(DIRECTIONS FOR THIS TASK) Please set down, word for word, each line from the one containing "Expected: the pointer indicates a point on the blue jeans, one" through the final line of the records below, both included, and nothing else.

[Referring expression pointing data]
● ● ● ● ● ● ●
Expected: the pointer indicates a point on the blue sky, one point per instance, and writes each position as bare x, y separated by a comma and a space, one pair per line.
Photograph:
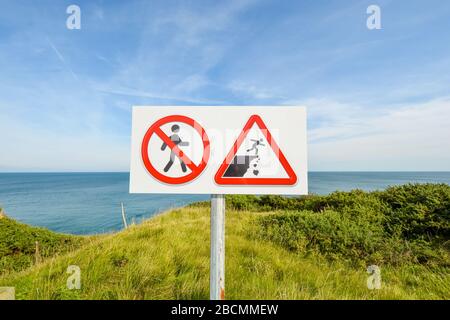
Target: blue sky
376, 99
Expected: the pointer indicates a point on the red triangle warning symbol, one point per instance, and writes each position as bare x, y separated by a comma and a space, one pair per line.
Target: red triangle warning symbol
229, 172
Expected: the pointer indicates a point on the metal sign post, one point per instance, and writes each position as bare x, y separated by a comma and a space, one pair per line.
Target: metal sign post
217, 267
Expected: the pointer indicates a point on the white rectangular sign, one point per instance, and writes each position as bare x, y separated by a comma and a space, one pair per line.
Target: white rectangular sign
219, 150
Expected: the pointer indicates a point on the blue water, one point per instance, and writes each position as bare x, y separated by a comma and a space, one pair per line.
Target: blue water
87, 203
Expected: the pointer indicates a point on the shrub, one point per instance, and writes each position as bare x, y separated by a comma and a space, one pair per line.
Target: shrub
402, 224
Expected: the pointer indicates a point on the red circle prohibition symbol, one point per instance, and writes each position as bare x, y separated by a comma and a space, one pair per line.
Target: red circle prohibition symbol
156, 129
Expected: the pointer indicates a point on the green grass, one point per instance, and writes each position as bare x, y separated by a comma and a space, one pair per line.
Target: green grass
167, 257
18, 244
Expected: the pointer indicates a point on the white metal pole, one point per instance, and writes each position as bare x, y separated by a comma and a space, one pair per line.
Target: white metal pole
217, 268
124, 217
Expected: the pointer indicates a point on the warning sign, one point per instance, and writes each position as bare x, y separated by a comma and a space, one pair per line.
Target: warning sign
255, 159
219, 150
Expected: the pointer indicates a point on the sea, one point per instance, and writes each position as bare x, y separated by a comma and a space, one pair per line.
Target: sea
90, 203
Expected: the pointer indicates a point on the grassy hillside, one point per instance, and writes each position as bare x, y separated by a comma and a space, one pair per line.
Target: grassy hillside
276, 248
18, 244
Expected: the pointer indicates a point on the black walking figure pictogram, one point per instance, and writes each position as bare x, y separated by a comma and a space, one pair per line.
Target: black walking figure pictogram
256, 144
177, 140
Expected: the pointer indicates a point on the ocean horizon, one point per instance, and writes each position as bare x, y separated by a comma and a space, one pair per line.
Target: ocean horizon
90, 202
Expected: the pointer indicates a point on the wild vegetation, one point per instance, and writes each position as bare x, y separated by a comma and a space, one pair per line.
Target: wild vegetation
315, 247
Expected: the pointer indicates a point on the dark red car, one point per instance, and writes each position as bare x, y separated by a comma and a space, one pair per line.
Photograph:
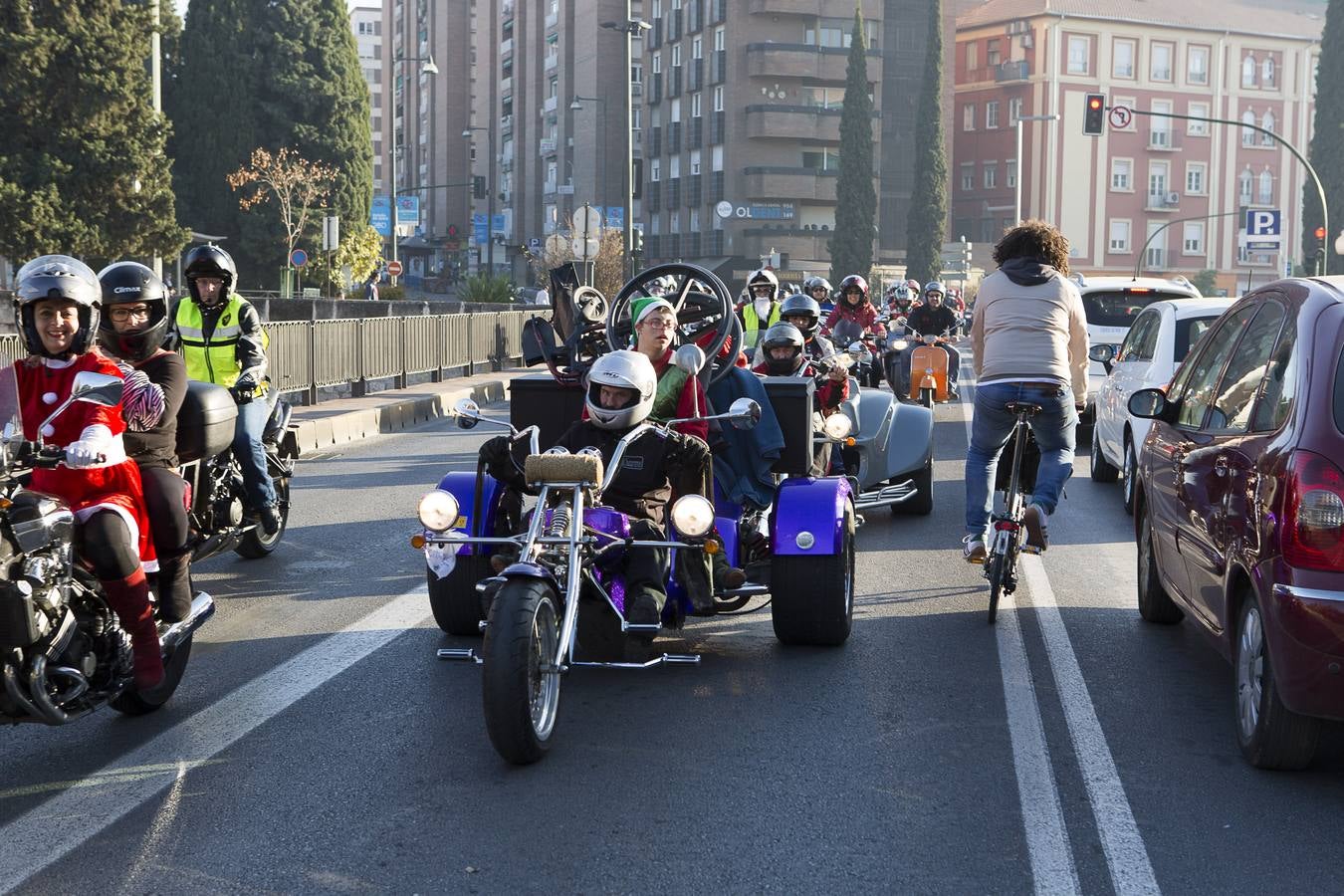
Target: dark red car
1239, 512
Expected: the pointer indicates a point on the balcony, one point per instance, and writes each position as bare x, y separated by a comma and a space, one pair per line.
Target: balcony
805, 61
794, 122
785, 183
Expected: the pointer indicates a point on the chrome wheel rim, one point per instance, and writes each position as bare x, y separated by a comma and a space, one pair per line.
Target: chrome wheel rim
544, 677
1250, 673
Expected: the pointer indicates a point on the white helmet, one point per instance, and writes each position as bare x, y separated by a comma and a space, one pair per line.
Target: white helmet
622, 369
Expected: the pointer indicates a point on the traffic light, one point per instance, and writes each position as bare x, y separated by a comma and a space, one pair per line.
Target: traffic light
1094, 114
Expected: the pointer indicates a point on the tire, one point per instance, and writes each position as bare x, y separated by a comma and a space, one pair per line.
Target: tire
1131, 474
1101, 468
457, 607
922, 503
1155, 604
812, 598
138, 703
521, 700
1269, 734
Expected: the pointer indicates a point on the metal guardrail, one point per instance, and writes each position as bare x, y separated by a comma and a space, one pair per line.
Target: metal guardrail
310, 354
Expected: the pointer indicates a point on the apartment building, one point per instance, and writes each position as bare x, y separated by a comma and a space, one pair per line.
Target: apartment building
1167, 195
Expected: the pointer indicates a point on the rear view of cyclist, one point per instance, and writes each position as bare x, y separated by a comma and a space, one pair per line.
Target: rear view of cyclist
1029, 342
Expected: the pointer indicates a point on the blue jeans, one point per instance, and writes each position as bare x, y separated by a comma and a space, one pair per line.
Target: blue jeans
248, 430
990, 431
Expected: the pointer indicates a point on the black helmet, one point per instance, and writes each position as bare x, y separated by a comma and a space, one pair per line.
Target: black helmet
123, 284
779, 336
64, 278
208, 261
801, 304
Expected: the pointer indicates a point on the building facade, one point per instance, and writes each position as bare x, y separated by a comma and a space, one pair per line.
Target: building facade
● ● ● ● ● ● ●
(RESPONSE BELOW)
Expected: the pointer indicates a point on the blue jeans, one point per instance, and writes each position as bare x, y separated by a comma and a space, one pair per line.
Target: blue jeans
248, 430
990, 431
Expected: the pointer indicates a point on the black helmet, one point per instance, and writes each position as bare x, y separated by a comma and a space, one pair per line.
Target: black helmet
123, 284
779, 336
64, 278
208, 261
801, 304
Expected: the pointer indicates a point on the building facade, one point per instance, and writes each position as bare x, y separated by a comma and a space, one pair per line.
Target: building facade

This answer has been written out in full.